(Photo-based referring expression data)

Start of Block

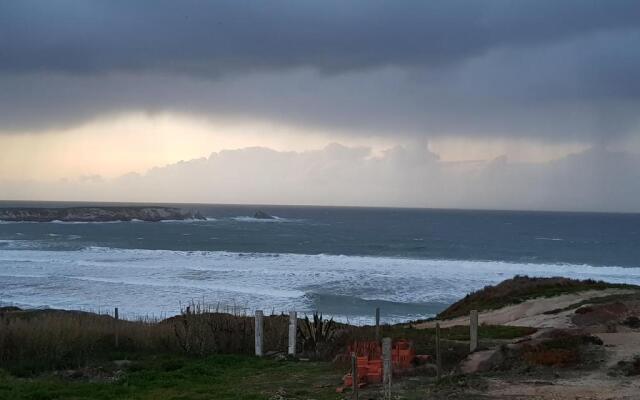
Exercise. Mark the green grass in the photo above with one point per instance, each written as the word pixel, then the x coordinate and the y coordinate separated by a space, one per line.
pixel 219 377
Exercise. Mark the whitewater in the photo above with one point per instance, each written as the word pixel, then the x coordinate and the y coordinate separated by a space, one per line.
pixel 158 283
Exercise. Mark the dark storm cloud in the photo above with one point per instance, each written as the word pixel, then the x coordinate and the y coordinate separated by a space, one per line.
pixel 229 36
pixel 555 70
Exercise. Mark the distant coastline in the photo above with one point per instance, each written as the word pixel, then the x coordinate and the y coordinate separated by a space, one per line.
pixel 96 214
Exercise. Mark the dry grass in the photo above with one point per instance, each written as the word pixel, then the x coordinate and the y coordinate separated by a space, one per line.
pixel 55 339
pixel 519 289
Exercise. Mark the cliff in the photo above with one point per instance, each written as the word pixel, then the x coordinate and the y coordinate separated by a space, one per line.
pixel 96 214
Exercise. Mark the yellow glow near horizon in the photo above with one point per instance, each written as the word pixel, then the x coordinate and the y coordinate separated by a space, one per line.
pixel 135 142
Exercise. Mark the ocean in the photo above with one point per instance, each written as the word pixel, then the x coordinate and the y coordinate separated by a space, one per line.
pixel 341 261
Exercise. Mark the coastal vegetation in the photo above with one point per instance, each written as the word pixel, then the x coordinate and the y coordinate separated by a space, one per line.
pixel 519 289
pixel 56 354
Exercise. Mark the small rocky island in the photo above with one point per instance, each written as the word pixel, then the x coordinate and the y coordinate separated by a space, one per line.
pixel 97 214
pixel 262 215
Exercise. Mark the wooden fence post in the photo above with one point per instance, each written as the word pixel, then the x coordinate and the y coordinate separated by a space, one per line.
pixel 354 375
pixel 473 333
pixel 116 333
pixel 377 324
pixel 259 332
pixel 293 332
pixel 438 354
pixel 387 367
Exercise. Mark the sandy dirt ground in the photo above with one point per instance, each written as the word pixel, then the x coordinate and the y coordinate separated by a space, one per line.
pixel 530 312
pixel 620 345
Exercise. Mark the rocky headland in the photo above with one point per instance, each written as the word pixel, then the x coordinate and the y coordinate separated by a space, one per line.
pixel 97 214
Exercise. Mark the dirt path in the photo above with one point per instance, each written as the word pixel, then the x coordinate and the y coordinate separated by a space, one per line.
pixel 597 384
pixel 531 312
pixel 590 387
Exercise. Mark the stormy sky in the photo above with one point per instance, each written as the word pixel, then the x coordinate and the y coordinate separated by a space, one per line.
pixel 434 103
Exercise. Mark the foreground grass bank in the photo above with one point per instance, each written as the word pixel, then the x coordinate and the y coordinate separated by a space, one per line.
pixel 184 378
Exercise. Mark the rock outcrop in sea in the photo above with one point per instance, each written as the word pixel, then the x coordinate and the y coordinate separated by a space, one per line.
pixel 97 214
pixel 262 215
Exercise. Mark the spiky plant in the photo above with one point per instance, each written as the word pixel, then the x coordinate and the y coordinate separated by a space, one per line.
pixel 317 334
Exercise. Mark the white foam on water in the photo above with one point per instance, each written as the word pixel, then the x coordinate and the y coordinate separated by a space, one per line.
pixel 272 219
pixel 158 281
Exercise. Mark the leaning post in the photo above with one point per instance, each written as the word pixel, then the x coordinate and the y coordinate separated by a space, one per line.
pixel 386 367
pixel 293 332
pixel 473 333
pixel 438 354
pixel 378 324
pixel 259 332
pixel 354 375
pixel 116 333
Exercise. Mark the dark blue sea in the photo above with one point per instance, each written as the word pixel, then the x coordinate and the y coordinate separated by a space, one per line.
pixel 338 260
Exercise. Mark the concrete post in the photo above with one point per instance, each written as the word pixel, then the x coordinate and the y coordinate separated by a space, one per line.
pixel 259 332
pixel 377 324
pixel 473 330
pixel 387 367
pixel 116 333
pixel 438 354
pixel 354 375
pixel 293 332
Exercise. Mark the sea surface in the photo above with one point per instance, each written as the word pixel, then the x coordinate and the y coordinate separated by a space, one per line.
pixel 341 261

End of Block

## Task brief
Return every entry exactly, dropping the pictures.

## Final answer
Exercise. Mark the green grass in the photo above with one point per instance, each written as the word pixel, then the x coordinate and the y coordinate separated by a space, one per line.
pixel 219 377
Exercise. Mark the whitewater in the photo above with one point per instance, each written as the word pixel, then the x coordinate and the y coordinate separated by a space, one per line.
pixel 158 283
Exercise. Mark the dark storm cloud in the photo above with one point per instance, each written as the word pixel, then the x coordinate and the y coordinate separated by a space, one per line.
pixel 229 36
pixel 555 70
Exercise. Mark the distant coastline in the photo above with one point per instance, each written as the word pixel, then the x coordinate and the y coordinate separated by a space, one per line.
pixel 96 214
Exercise. Mark the dry grass in the photo above with one point per instance, each written as the word pixel, then the x coordinate and the y coordinate separated by a space, one per line.
pixel 55 339
pixel 519 289
Exercise. Mark the cliff in the photo above with one point per instance, each written as the word pixel, then the x coordinate and the y coordinate separated by a space, one per line.
pixel 96 214
Exercise. Mark the yellow glow near horizon in the photo above with one point per instance, each written as the word pixel, then the x coordinate and the y coordinate separated by a space, one per line.
pixel 135 142
Exercise. Mark the ocean in the photo above with one point per instance, each written as the word pixel, then the x coordinate and the y coordinate separated by a space, one per line.
pixel 341 261
Exercise. Mark the coastal vegetation in the photo above with one point per instance, each written as the word pixel, then the x coordinate and the y coordinate separated by a space, one per line.
pixel 519 289
pixel 56 354
Exercise. Mark the small rocky island in the photo above with one point per instance, each written as the word pixel, then the x coordinate and the y coordinate separated by a space, one per line.
pixel 97 214
pixel 262 215
Exercise. Mark the wooden fence post in the photo above with one point per instance, each written as the word pixel, then the x coordinate and the y coordinate separated by a space, one per line.
pixel 354 375
pixel 473 333
pixel 116 333
pixel 377 324
pixel 259 332
pixel 293 332
pixel 438 354
pixel 387 367
Exercise. Mark the sandy dirt ground in the photo above with one point per instance, each written as the word pixel, then the x coordinate and the y coordinate separated by a space, one per line.
pixel 530 312
pixel 620 345
Exercise. Mark the rocky headland in the photo above with one point per instance, each written as the word pixel, then the x coordinate and the y coordinate separated by a space, one per line.
pixel 97 214
Exercise. Mark the dirt path in the photo above with one point per instance, each written as the word pixel, then the x coordinate and the y coordinate separated by a space, one per line.
pixel 597 384
pixel 531 312
pixel 590 387
Exercise. Mark the stormy sky in the photo above with one point per instance, each written as the word pixel, then the x coordinate and the y coordinate separated by a space, one per line.
pixel 434 103
Exercise. Mark the foreground grass bank in the photo above with one point per instance, each written as the word pixel, then the x coordinate and the y coordinate separated by a space, one per line.
pixel 184 378
Exercise. Mark the rock outcrop in sea in the photo above with one point per instance, each written as the word pixel, then the x coordinate and the y coordinate separated by a space, one per line.
pixel 97 214
pixel 262 215
Exercise. Mark the spiky plant in the photo above with one point per instance, each written as the word pixel, then the x coordinate and the y coordinate separated by a space, one per line.
pixel 317 334
Exercise. Mark the white foam on water in the photo above with one point per instance, each written as the word pixel, then the x coordinate and the y coordinate separated by a space, one per line.
pixel 272 219
pixel 158 281
Exercise. Mark the leaning post in the photo above with one point per instance, each written as the word pixel, then the x coordinate and the y coordinate separated by a space, one per line.
pixel 386 367
pixel 293 332
pixel 473 333
pixel 438 354
pixel 378 324
pixel 259 332
pixel 354 375
pixel 116 333
Exercise. Mark the dark blue sea in the photo above with one point per instance, each written as the word pixel, then the x coordinate and the y coordinate separated by a space, one per line.
pixel 338 260
Exercise. Mark the concrete post in the photo above with one point per instance, each written as the word pixel, then the x coordinate and the y coordinate separated by a space, one per line.
pixel 259 332
pixel 377 324
pixel 473 330
pixel 387 367
pixel 116 333
pixel 438 354
pixel 354 375
pixel 293 332
Exercise. Mark the sea surface in the photo above with one point per instance, each written as the word pixel, then the x coordinate and the y coordinate separated by a space, one per line.
pixel 341 261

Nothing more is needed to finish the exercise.